**Exercise data**

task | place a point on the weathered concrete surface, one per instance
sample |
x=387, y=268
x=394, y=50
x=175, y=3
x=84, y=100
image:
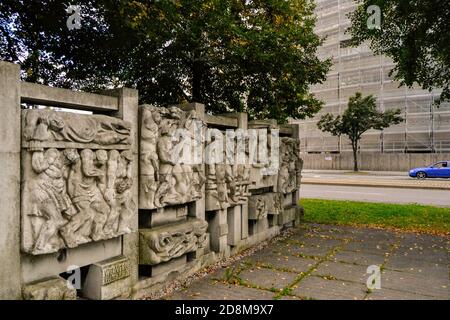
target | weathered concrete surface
x=10, y=181
x=330, y=263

**Exercise prompt**
Copy every line of the records above word for word, leaving the pictures out of your copy.

**Solution**
task | place a point on the weathered concrete surface, one per instance
sample |
x=387, y=268
x=394, y=50
x=175, y=3
x=84, y=100
image:
target | weathered concrete surface
x=10, y=181
x=330, y=263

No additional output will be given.